#### Assignment:
Wherever the word "below" appears in a line of the data, that line should be copied.

Stored data Start Marker

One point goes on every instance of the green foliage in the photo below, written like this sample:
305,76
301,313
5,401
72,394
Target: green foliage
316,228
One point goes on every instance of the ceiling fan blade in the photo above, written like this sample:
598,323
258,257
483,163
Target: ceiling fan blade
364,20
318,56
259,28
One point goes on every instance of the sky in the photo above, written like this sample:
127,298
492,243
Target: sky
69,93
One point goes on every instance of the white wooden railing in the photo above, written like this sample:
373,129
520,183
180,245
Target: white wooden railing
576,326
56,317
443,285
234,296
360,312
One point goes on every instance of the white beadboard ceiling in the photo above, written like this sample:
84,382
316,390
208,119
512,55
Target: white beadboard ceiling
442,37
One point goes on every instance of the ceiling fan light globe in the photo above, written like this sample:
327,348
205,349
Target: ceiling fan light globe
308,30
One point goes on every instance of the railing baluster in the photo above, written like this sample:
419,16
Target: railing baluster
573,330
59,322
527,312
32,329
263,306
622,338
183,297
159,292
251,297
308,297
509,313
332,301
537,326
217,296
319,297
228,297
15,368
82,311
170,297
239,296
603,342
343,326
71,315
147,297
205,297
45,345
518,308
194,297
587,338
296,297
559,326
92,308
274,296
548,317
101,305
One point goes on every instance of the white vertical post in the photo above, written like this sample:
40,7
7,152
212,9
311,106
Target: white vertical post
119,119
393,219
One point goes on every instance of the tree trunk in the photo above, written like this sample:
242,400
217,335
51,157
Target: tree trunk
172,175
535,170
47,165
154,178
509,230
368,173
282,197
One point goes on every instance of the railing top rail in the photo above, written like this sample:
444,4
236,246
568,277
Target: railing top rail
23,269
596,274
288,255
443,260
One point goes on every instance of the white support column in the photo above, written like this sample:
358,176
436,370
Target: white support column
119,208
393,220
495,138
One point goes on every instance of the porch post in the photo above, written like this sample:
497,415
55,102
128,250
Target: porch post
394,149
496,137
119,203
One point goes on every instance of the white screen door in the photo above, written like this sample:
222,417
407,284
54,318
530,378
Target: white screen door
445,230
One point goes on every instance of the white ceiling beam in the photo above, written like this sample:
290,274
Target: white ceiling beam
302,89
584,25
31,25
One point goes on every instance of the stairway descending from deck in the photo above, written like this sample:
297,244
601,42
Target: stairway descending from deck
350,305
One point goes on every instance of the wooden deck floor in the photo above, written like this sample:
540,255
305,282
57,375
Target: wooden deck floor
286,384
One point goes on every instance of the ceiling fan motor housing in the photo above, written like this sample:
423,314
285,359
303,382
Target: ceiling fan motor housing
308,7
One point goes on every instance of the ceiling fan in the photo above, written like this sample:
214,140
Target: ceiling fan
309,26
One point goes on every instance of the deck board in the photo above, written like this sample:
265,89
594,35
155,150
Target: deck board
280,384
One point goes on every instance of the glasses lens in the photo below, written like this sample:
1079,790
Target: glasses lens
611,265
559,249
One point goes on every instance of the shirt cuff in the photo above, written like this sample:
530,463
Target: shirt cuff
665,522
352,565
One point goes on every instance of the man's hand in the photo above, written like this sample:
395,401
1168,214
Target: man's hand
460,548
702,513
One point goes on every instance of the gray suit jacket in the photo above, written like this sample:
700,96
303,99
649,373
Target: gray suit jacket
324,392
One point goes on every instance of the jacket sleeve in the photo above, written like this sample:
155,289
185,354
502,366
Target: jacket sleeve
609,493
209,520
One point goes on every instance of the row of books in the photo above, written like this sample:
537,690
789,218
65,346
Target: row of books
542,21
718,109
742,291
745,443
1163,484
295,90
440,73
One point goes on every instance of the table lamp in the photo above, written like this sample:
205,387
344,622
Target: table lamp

Stored data End Marker

#### Result of the task:
One point goes on every instance of the green foliage in the photo below, written like this sample:
One point goes on every instance of the glasses lens in the photo below, written like this sample:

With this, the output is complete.